_What is being asked_:
Rewrite the data from the line containing "For the evaluation set, spot each instance of the green" through the end of the data, both ends included, and output only those lines. Keep every line's wording unchanged, but scale each coordinate by multiplying it by 2.4 and rounding to a whole number, with halves rounded up.

_Provided entries_:
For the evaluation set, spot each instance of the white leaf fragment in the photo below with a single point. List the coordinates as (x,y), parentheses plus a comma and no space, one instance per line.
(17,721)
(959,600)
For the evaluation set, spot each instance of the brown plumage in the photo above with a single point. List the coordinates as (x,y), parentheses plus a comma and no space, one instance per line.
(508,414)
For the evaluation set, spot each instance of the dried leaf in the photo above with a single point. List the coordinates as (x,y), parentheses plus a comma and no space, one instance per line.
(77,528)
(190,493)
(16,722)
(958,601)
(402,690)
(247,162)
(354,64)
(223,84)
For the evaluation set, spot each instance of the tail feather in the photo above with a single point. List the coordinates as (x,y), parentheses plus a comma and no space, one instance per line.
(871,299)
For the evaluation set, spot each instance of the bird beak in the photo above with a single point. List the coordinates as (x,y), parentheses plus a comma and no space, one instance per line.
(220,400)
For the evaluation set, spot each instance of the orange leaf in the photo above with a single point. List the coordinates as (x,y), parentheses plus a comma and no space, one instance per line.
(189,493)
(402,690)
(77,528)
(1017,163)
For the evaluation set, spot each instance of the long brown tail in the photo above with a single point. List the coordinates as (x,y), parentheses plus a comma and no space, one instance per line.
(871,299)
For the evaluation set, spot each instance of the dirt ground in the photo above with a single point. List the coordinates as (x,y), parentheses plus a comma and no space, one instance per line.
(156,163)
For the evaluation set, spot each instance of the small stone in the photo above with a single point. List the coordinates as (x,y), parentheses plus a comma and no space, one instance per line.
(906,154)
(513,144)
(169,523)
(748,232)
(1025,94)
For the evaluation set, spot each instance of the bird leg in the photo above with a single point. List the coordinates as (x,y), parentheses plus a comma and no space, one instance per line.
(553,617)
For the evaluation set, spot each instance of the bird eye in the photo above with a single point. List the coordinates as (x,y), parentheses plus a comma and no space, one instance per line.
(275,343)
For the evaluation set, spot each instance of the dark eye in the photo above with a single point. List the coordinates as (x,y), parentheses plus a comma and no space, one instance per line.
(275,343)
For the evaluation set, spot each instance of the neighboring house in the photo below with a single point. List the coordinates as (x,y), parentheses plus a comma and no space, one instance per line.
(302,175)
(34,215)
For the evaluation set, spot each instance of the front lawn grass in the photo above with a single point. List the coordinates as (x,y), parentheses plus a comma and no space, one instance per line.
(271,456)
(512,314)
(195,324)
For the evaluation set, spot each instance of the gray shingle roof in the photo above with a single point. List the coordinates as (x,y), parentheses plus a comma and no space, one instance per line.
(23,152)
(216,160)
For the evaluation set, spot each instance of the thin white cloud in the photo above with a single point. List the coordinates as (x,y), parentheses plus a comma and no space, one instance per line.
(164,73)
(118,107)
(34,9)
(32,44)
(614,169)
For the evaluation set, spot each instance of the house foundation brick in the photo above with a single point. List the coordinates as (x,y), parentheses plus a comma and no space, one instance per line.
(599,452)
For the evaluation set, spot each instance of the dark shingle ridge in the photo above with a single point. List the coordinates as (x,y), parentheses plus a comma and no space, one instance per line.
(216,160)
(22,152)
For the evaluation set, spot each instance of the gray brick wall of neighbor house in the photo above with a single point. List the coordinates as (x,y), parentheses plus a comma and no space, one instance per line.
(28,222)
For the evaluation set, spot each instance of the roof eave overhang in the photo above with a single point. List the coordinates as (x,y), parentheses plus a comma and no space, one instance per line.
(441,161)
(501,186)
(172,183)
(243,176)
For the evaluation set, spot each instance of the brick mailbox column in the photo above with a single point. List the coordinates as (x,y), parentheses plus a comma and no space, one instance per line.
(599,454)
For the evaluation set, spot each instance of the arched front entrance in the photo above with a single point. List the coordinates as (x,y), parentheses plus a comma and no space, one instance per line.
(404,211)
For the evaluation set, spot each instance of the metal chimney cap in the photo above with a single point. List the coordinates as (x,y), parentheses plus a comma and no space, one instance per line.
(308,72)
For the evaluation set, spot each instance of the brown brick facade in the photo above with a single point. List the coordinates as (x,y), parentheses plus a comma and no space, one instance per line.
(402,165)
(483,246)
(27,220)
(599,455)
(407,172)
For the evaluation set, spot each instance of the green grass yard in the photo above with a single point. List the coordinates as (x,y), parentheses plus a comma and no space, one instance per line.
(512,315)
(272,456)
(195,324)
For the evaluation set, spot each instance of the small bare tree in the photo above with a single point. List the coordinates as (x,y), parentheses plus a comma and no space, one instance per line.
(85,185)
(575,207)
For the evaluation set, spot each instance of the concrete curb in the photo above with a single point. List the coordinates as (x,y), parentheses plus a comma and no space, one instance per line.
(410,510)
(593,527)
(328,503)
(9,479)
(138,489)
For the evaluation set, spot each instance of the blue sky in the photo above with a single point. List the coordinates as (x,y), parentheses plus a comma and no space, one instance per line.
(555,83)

_Response below_:
For the evaluation set, spot each instance of the green grass yard in the photo above with a single point. List the coordinates as (x,y), parentheses plus a comma and no space, one instance per line.
(1229,756)
(653,1094)
(468,778)
For the evaluation set, spot each instance of the small bare tree in the photo above with a single point. List the coordinates as (x,y), parentheses plus a comma and no space, one instance per line.
(204,444)
(1380,497)
For the evaluation set, spot each instance of the concrete curb in the photo above with a single point. List the coordinates as (x,y), parentheses plus a comma and no space, one instance per line.
(984,1224)
(1423,1265)
(787,1207)
(22,1150)
(331,1174)
For the evaluation set, spot each instance of the blue sky in the photo above with a single point. List the coordinates as (x,y), parentheses plus a comma and no space, one instance per line.
(1332,199)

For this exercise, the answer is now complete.